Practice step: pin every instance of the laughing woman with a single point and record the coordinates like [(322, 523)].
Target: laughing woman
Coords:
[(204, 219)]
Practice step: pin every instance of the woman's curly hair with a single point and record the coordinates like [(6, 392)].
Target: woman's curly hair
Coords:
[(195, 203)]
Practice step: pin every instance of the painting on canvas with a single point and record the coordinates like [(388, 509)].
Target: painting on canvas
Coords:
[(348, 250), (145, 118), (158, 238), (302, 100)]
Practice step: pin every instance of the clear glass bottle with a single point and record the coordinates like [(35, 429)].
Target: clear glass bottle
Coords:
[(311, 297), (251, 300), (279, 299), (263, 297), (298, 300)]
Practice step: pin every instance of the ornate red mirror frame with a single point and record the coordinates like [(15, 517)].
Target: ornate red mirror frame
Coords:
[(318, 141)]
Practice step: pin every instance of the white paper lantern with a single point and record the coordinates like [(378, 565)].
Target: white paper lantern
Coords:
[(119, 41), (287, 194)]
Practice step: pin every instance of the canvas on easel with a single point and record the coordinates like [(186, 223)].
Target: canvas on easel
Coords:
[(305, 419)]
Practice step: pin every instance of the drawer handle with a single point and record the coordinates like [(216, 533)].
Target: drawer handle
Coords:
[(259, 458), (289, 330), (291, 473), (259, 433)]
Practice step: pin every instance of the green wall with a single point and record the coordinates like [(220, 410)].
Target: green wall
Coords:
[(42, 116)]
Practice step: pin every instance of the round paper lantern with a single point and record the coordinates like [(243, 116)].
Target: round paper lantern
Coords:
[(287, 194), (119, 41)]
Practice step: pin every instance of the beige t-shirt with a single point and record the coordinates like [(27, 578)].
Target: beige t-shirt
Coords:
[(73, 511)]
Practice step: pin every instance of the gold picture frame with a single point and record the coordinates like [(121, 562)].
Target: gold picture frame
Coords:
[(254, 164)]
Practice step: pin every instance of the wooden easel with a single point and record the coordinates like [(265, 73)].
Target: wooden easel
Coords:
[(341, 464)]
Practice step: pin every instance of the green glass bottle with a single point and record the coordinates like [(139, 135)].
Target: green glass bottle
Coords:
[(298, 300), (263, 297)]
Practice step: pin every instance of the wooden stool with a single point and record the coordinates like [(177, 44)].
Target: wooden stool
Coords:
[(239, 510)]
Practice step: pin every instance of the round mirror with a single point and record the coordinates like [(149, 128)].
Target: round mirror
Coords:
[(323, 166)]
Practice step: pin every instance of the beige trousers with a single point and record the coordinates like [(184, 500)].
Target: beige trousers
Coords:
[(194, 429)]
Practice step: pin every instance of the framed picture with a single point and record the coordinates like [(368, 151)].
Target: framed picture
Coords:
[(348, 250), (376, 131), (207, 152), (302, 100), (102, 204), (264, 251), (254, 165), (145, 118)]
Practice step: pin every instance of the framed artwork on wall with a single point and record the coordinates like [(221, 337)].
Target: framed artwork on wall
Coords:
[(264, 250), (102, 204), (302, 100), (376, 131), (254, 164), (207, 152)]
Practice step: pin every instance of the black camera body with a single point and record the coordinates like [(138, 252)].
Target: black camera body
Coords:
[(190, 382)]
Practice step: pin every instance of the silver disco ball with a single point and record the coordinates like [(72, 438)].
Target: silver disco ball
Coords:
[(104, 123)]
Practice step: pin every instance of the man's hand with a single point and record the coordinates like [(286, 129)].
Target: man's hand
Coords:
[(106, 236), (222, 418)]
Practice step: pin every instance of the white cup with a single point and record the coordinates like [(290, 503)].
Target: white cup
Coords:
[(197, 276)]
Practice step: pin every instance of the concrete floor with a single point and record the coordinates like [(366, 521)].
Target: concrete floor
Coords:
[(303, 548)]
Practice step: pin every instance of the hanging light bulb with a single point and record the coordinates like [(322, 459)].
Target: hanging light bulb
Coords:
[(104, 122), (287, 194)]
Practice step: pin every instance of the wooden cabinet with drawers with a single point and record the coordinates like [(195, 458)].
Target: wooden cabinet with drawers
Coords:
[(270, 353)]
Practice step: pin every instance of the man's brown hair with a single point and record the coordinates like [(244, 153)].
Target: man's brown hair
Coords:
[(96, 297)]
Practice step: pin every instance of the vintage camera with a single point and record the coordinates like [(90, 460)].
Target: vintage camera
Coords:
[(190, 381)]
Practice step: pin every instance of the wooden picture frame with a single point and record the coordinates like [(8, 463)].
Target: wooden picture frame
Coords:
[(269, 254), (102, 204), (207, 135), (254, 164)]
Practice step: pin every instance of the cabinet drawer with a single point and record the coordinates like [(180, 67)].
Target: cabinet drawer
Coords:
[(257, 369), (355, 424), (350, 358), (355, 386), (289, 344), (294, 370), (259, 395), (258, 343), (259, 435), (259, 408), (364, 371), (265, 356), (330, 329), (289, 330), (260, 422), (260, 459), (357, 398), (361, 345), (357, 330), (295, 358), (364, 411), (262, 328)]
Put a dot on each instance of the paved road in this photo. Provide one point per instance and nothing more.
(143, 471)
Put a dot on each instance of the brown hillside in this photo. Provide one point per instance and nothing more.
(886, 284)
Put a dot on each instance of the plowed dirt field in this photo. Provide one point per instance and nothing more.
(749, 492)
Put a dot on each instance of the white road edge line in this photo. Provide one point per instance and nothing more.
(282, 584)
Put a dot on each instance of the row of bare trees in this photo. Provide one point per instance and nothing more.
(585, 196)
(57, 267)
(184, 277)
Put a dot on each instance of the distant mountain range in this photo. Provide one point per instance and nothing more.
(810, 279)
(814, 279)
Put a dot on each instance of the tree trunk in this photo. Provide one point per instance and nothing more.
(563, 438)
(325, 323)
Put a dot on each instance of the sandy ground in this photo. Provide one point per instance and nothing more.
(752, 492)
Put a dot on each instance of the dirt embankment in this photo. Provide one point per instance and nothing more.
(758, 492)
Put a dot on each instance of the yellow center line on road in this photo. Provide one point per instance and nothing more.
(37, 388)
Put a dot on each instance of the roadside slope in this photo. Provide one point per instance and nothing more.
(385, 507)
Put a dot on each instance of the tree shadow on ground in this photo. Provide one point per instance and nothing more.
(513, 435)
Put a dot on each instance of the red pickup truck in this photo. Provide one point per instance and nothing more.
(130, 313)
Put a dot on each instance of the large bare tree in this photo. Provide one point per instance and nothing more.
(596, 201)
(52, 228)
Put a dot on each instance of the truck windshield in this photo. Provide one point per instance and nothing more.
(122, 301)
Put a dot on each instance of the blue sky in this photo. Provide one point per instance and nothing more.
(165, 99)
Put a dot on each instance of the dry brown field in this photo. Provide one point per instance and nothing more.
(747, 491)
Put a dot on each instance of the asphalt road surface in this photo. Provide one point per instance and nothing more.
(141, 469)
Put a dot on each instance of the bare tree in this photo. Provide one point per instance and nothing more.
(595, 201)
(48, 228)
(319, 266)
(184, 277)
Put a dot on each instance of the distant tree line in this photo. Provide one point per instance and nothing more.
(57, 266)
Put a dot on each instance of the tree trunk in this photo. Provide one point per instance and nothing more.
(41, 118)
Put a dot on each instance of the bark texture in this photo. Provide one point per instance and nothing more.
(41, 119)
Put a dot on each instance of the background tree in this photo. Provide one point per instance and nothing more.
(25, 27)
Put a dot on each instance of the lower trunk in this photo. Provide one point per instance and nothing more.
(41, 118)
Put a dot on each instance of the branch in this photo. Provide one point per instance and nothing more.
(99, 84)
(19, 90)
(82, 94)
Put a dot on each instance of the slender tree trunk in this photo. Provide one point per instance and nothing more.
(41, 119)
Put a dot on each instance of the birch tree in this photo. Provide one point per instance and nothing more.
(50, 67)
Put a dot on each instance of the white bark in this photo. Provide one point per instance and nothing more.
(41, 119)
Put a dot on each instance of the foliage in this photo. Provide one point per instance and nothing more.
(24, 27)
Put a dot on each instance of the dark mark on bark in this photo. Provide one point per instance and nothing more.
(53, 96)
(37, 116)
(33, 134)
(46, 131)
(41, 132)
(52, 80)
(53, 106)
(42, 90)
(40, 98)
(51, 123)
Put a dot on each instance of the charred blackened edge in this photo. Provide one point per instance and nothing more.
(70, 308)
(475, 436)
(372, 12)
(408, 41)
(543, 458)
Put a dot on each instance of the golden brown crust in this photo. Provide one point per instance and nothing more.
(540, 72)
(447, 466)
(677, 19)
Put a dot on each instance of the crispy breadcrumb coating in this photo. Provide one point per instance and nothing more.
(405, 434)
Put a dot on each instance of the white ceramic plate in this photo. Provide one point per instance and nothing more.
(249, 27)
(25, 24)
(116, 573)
^^^^
Task instructions> Reproduce the lines starting at the one containing "Practice step: pin every instance of the silver" and ending at the one containing "[(303, 548)]", renaming "Target" to "Object" and leaving everything else unchanged.

Response to the task>
Practice step: pin every instance of the silver disco ball with a single point and record the coordinates like [(72, 438)].
Object: silver disco ball
Coords:
[(104, 123)]
Practice step: pin every instance of the man's hand with a single point and record the coordinates like [(286, 129)].
Object: man's hand
Coords:
[(106, 236), (222, 418)]
Practice step: pin every instance of the white cup with a single point and record the coordinates like [(290, 503)].
Object: white cup
Coords:
[(197, 276)]
Practice step: pin every instance of the concrete floor with a single point and record the coordinates like [(366, 521)].
Object: concrete floor
Coords:
[(303, 548)]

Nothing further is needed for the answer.